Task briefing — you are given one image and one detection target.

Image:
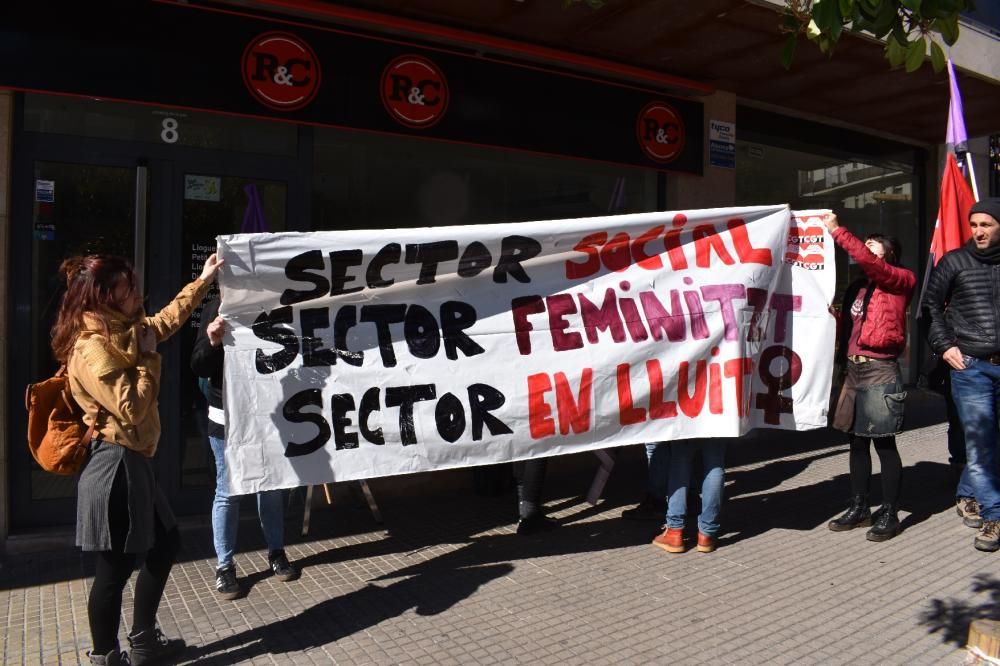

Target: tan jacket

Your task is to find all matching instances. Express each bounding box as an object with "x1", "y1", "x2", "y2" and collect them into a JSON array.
[{"x1": 67, "y1": 279, "x2": 209, "y2": 457}]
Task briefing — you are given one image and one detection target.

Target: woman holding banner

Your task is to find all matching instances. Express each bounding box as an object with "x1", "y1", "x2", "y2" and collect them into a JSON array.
[
  {"x1": 823, "y1": 213, "x2": 917, "y2": 541},
  {"x1": 52, "y1": 254, "x2": 222, "y2": 665}
]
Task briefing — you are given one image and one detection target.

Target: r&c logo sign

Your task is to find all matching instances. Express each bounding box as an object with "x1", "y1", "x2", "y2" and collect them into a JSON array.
[
  {"x1": 243, "y1": 32, "x2": 320, "y2": 111},
  {"x1": 635, "y1": 102, "x2": 684, "y2": 163},
  {"x1": 381, "y1": 55, "x2": 448, "y2": 129}
]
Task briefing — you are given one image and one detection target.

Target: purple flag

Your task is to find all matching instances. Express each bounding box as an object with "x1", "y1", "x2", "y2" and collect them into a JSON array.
[
  {"x1": 240, "y1": 183, "x2": 271, "y2": 234},
  {"x1": 945, "y1": 58, "x2": 969, "y2": 153}
]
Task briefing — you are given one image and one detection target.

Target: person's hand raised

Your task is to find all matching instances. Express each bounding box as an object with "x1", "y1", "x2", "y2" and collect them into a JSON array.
[
  {"x1": 205, "y1": 317, "x2": 226, "y2": 347},
  {"x1": 198, "y1": 252, "x2": 226, "y2": 282},
  {"x1": 139, "y1": 326, "x2": 156, "y2": 354}
]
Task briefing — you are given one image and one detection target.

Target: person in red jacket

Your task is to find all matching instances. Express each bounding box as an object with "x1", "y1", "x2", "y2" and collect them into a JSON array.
[{"x1": 823, "y1": 213, "x2": 917, "y2": 541}]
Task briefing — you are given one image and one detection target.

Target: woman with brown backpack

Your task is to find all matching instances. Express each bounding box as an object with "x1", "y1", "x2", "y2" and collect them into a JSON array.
[{"x1": 52, "y1": 254, "x2": 222, "y2": 665}]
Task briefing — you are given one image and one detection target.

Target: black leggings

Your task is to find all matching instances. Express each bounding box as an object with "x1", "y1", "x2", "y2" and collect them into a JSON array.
[
  {"x1": 514, "y1": 458, "x2": 549, "y2": 519},
  {"x1": 87, "y1": 466, "x2": 180, "y2": 655},
  {"x1": 851, "y1": 435, "x2": 903, "y2": 505}
]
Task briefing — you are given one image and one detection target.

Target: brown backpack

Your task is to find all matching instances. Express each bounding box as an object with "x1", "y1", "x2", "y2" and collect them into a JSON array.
[{"x1": 24, "y1": 365, "x2": 101, "y2": 476}]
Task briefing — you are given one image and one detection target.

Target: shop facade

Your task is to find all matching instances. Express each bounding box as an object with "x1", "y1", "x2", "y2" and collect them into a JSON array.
[{"x1": 0, "y1": 2, "x2": 976, "y2": 537}]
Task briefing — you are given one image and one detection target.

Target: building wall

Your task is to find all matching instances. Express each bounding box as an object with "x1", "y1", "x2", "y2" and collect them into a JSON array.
[
  {"x1": 0, "y1": 91, "x2": 14, "y2": 550},
  {"x1": 667, "y1": 91, "x2": 740, "y2": 210}
]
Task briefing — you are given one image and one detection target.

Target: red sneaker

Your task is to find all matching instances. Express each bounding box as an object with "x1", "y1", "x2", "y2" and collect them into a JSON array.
[{"x1": 653, "y1": 527, "x2": 684, "y2": 553}]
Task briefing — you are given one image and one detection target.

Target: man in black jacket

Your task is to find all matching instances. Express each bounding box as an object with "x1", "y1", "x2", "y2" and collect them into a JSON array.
[
  {"x1": 191, "y1": 298, "x2": 299, "y2": 599},
  {"x1": 924, "y1": 199, "x2": 1000, "y2": 551}
]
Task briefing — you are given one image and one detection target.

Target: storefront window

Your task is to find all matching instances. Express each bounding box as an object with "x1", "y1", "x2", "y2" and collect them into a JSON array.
[
  {"x1": 313, "y1": 128, "x2": 656, "y2": 229},
  {"x1": 736, "y1": 114, "x2": 927, "y2": 381}
]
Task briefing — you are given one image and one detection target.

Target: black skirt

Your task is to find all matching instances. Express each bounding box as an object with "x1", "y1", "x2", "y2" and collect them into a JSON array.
[
  {"x1": 833, "y1": 359, "x2": 906, "y2": 437},
  {"x1": 76, "y1": 439, "x2": 177, "y2": 553}
]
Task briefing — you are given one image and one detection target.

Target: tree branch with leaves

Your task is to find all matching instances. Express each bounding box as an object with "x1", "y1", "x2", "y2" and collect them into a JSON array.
[{"x1": 781, "y1": 0, "x2": 975, "y2": 72}]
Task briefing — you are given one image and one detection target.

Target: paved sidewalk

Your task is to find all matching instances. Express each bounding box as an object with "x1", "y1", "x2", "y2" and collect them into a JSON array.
[{"x1": 0, "y1": 392, "x2": 988, "y2": 665}]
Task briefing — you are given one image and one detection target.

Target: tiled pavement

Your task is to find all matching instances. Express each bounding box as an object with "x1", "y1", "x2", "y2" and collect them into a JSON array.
[{"x1": 0, "y1": 397, "x2": 1000, "y2": 665}]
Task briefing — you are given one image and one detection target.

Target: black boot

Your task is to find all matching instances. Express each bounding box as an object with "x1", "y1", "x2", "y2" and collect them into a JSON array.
[
  {"x1": 87, "y1": 645, "x2": 129, "y2": 666},
  {"x1": 826, "y1": 495, "x2": 872, "y2": 532},
  {"x1": 865, "y1": 504, "x2": 899, "y2": 541},
  {"x1": 128, "y1": 627, "x2": 185, "y2": 666}
]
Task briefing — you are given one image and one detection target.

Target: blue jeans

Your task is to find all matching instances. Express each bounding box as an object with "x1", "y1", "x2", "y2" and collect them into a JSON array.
[
  {"x1": 208, "y1": 437, "x2": 285, "y2": 568},
  {"x1": 951, "y1": 355, "x2": 1000, "y2": 520},
  {"x1": 646, "y1": 442, "x2": 670, "y2": 502},
  {"x1": 667, "y1": 438, "x2": 726, "y2": 536}
]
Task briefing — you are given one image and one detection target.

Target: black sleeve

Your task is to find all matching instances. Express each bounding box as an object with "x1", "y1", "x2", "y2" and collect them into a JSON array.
[
  {"x1": 191, "y1": 298, "x2": 224, "y2": 377},
  {"x1": 924, "y1": 255, "x2": 958, "y2": 354}
]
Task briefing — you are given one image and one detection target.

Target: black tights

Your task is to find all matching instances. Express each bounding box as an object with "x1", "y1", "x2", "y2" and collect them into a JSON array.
[
  {"x1": 87, "y1": 467, "x2": 180, "y2": 654},
  {"x1": 514, "y1": 458, "x2": 549, "y2": 519},
  {"x1": 851, "y1": 435, "x2": 903, "y2": 505}
]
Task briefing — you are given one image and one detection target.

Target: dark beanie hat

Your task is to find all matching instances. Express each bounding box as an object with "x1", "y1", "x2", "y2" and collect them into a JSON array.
[{"x1": 969, "y1": 197, "x2": 1000, "y2": 222}]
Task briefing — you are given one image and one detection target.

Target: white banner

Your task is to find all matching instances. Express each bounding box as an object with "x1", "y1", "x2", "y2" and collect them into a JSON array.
[{"x1": 218, "y1": 206, "x2": 835, "y2": 493}]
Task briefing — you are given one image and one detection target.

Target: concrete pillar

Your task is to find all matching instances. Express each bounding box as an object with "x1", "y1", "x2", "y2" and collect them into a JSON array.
[
  {"x1": 0, "y1": 91, "x2": 14, "y2": 551},
  {"x1": 667, "y1": 92, "x2": 740, "y2": 210}
]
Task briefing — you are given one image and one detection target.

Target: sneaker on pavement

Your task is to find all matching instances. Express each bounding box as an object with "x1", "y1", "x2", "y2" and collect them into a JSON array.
[
  {"x1": 653, "y1": 527, "x2": 684, "y2": 553},
  {"x1": 955, "y1": 497, "x2": 983, "y2": 529},
  {"x1": 622, "y1": 495, "x2": 667, "y2": 521},
  {"x1": 267, "y1": 550, "x2": 299, "y2": 583},
  {"x1": 126, "y1": 627, "x2": 187, "y2": 666},
  {"x1": 974, "y1": 520, "x2": 1000, "y2": 553},
  {"x1": 215, "y1": 563, "x2": 243, "y2": 600}
]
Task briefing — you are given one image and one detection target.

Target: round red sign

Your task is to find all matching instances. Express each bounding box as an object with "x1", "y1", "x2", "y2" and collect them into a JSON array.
[
  {"x1": 381, "y1": 55, "x2": 448, "y2": 128},
  {"x1": 635, "y1": 102, "x2": 684, "y2": 162},
  {"x1": 243, "y1": 32, "x2": 320, "y2": 111}
]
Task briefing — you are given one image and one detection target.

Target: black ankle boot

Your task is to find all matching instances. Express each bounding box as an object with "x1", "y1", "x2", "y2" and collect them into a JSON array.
[
  {"x1": 87, "y1": 645, "x2": 129, "y2": 666},
  {"x1": 865, "y1": 504, "x2": 899, "y2": 541},
  {"x1": 128, "y1": 627, "x2": 185, "y2": 666},
  {"x1": 826, "y1": 495, "x2": 872, "y2": 532}
]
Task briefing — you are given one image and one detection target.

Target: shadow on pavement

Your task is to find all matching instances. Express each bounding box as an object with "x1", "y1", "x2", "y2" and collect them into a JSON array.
[
  {"x1": 181, "y1": 564, "x2": 514, "y2": 666},
  {"x1": 719, "y1": 452, "x2": 955, "y2": 546},
  {"x1": 183, "y1": 510, "x2": 651, "y2": 665},
  {"x1": 920, "y1": 574, "x2": 1000, "y2": 648}
]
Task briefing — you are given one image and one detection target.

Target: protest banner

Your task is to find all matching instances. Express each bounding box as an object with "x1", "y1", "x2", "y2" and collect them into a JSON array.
[{"x1": 218, "y1": 206, "x2": 835, "y2": 493}]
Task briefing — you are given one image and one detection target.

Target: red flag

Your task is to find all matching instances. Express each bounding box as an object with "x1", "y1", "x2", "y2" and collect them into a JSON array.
[{"x1": 931, "y1": 151, "x2": 976, "y2": 266}]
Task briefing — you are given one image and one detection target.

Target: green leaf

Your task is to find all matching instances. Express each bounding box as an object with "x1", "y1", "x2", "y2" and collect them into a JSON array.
[
  {"x1": 906, "y1": 35, "x2": 927, "y2": 72},
  {"x1": 781, "y1": 32, "x2": 799, "y2": 70},
  {"x1": 886, "y1": 21, "x2": 910, "y2": 47},
  {"x1": 813, "y1": 0, "x2": 844, "y2": 42},
  {"x1": 872, "y1": 0, "x2": 902, "y2": 39},
  {"x1": 885, "y1": 37, "x2": 906, "y2": 67},
  {"x1": 931, "y1": 39, "x2": 946, "y2": 72},
  {"x1": 934, "y1": 14, "x2": 958, "y2": 46}
]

++++++++

The exercise —
Pull out every line in the entries above that contains the word "sign", and copy each one unchanged.

Response to this exercise —
Target: r&c logo sign
Target: round red sign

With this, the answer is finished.